Wpisy zbioru danych do anotacji
= = = =

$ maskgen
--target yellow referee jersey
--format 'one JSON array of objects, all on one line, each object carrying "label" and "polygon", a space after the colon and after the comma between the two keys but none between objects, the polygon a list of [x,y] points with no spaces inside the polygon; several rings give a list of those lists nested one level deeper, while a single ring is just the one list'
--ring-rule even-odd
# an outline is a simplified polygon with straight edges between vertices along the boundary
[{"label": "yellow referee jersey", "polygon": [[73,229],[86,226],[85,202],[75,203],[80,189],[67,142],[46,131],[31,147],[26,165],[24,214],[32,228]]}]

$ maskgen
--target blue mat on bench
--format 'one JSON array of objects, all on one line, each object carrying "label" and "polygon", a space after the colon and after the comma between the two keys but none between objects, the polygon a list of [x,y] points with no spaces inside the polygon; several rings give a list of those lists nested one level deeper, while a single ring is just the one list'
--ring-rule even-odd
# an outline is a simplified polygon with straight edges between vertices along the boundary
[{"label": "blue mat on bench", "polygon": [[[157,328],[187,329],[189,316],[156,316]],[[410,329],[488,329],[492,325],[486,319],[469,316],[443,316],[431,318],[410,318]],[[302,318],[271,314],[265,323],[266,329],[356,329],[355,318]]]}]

= = = =

■ Treść zadania
Zaktualizuj powyższe rekordy: wszędzie zamień "even-odd" na "nonzero", a resztę przepisz bez zmian.

■ Wynik zadania
$ maskgen
--target yellow referee jersey
--format 'one JSON array of objects, all on one line, each object carrying "label" and "polygon", a space after the colon and after the comma between the two keys but none between objects, the polygon a list of [x,y] points with no spaces inside the polygon; several rings give a list of those lists nested one level deeper, while a single ring is just the one list'
--ring-rule nonzero
# an outline is a simplified polygon with straight edges between vertices along the boundary
[{"label": "yellow referee jersey", "polygon": [[73,229],[86,226],[85,202],[75,203],[80,189],[67,142],[46,131],[31,147],[26,165],[24,214],[32,228]]}]

$ maskgen
--target blue mat on bench
--format 'one JSON array of objects, all on one line, each object carrying "label" and "polygon", a space after the colon and after the comma between the two keys but none between objects, the polygon a list of [x,y] points with no spaces inside the polygon; several rings give a list of those lists nested one level deeper, while a single ring is just the one list'
--ring-rule nonzero
# an outline is a simplified polygon with straight edges between vertices along the boundary
[{"label": "blue mat on bench", "polygon": [[[157,328],[187,329],[189,316],[156,316]],[[410,329],[488,329],[492,325],[486,319],[469,316],[443,316],[431,318],[410,318]],[[302,318],[271,314],[265,323],[266,329],[356,329],[355,318]]]}]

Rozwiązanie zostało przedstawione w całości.